----- Text des Dokuments -----
5. Kleinbetriebsklausel im gewerberechtlichen Teil des Entwurfs notwendig
Der djb spricht sich für eine deutschlandweit einheitliche gewerberechtliche Regulierung der Anforderungen an den Betrieb von Prostitutionsstätten aus. Trotzdem bedarf es, wie im Gewerberecht üblich, der Berücksichtigung der wirtschaftlichen Belange und der Möglichkeiten von Kleinbetrieben. Der Entwurf geht, wie bereits in der Vergangenheit angemerkt, zu stark von einheitlichen Anforderungen an Prostitutionsstätten aus, die vom Großbordell mit 150 Zimmern bis zur kleinen Wohnung mit 2 Zimmern nicht variieren. Die Folge wird eine deutliche Veränderung der Prostitutionsstätten in Deutschland sein, vor allem kleine, von Frauen selbst geführte Betriebe werden von der Bildfläche verschwinden. Der djb empfiehlt die Einführung einer Kleinbetriebsklausel im gewerberechtlichen Teil der §§ 12 ff. des Entwurfs.
----- Bereitgestellte Daten -----
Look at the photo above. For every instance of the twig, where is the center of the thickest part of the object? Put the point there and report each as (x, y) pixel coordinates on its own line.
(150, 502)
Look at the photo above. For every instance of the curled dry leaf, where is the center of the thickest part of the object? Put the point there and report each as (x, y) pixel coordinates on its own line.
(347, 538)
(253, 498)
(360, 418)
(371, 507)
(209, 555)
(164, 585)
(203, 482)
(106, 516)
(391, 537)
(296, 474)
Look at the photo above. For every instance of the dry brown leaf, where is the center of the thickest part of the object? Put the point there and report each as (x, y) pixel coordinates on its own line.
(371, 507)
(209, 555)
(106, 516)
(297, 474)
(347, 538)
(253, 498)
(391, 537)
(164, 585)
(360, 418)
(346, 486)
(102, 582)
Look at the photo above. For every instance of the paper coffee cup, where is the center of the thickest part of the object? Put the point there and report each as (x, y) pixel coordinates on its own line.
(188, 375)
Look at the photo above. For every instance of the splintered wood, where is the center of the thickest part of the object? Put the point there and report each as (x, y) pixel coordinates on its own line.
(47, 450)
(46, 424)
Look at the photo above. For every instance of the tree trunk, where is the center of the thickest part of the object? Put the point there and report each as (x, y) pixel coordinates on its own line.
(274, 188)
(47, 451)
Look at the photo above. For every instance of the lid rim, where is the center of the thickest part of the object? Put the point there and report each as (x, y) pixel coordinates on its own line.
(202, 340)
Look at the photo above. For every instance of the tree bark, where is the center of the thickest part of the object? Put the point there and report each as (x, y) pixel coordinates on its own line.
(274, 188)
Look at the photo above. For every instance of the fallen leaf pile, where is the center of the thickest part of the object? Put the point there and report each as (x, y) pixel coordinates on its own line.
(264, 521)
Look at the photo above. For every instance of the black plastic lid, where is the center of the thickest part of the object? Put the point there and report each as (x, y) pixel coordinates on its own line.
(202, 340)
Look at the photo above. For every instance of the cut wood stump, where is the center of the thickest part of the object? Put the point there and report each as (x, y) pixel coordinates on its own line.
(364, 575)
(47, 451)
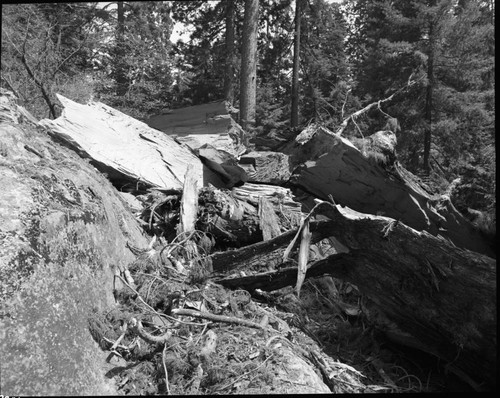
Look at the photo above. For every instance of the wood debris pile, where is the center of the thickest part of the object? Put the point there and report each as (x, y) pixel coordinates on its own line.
(241, 243)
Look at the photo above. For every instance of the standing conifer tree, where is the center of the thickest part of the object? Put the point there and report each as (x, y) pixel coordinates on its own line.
(294, 120)
(248, 77)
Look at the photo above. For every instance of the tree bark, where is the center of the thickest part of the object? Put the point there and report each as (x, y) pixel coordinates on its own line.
(248, 82)
(121, 78)
(442, 299)
(229, 67)
(428, 101)
(294, 119)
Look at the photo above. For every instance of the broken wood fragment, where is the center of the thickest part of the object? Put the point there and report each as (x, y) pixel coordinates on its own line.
(305, 241)
(442, 297)
(328, 165)
(266, 167)
(269, 222)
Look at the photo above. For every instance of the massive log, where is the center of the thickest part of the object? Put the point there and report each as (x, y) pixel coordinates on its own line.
(203, 124)
(127, 150)
(328, 165)
(63, 229)
(442, 298)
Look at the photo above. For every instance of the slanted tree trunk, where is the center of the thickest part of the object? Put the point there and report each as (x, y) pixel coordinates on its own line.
(294, 119)
(229, 67)
(428, 101)
(436, 297)
(248, 80)
(121, 77)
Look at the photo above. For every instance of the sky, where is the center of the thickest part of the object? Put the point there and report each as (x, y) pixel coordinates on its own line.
(179, 31)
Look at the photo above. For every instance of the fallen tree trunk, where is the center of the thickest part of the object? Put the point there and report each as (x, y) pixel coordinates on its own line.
(442, 296)
(330, 166)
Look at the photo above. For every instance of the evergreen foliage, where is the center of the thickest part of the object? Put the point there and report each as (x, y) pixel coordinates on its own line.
(351, 55)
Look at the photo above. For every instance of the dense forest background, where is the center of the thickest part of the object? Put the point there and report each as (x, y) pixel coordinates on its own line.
(430, 63)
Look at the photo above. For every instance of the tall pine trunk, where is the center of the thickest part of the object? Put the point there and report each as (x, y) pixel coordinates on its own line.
(229, 67)
(294, 118)
(428, 101)
(121, 77)
(248, 79)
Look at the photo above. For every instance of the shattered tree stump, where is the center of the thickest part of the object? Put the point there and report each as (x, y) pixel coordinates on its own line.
(442, 298)
(328, 165)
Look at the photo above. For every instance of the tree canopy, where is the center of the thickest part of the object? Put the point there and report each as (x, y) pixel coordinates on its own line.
(435, 56)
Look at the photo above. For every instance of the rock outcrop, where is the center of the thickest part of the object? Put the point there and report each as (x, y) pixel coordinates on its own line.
(63, 233)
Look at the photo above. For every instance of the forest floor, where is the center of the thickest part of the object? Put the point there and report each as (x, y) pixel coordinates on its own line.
(197, 337)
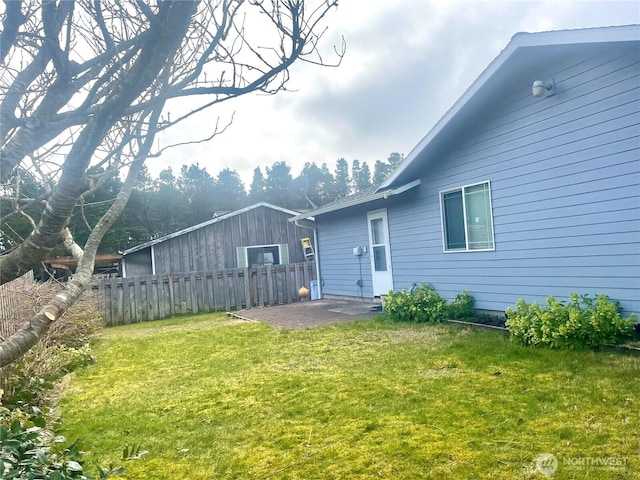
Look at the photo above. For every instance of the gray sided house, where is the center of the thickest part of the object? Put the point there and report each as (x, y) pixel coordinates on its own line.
(517, 192)
(255, 235)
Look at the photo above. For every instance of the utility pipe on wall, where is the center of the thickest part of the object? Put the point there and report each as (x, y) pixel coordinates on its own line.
(316, 255)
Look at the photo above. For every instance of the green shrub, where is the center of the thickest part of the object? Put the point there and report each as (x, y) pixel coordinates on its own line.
(582, 322)
(28, 451)
(64, 348)
(422, 305)
(34, 374)
(462, 307)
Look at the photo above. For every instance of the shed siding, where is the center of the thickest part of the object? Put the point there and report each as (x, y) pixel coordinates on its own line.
(213, 247)
(565, 187)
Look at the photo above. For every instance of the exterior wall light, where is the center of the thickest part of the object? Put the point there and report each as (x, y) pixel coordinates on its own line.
(542, 89)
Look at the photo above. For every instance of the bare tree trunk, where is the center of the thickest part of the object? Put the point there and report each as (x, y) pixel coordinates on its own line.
(20, 342)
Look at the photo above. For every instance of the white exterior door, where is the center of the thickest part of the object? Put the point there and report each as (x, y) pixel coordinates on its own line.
(379, 252)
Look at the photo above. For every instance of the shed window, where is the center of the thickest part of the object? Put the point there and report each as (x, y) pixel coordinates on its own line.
(467, 221)
(258, 255)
-----
**Was verlangt wird:** Schreibe aus dem Text zur Kleinbetriebsklausel den Abschnitt von „5. Kleinbetriebsklausel im“ bis einschließlich „ff. des Entwurfs.“ wortgetreu ab. Stütze dich ausschließlich auf den Text zur Kleinbetriebsklausel.

**Lösung der Aufgabe:**
5. Kleinbetriebsklausel im gewerberechtlichen Teil des Entwurfs notwendig
Der djb spricht sich für eine deutschlandweit einheitliche gewerberechtliche Regulierung der Anforderungen an den Betrieb von Prostitutionsstätten aus. Trotzdem bedarf es, wie im Gewerberecht üblich, der Berücksichtigung der wirtschaftlichen Belange und der Möglichkeiten von Kleinbetrieben. Der Entwurf geht, wie bereits in der Vergangenheit angemerkt, zu stark von einheitlichen Anforderungen an Prostitutionsstätten aus, die vom Großbordell mit 150 Zimmern bis zur kleinen Wohnung mit 2 Zimmern nicht variieren. Die Folge wird eine deutliche Veränderung der Prostitutionsstätten in Deutschland sein, vor allem kleine, von Frauen selbst geführte Betriebe werden von der Bildfläche verschwinden. Der djb empfiehlt die Einführung einer Kleinbetriebsklausel im gewerberechtlichen Teil der §§ 12 ff. des Entwurfs.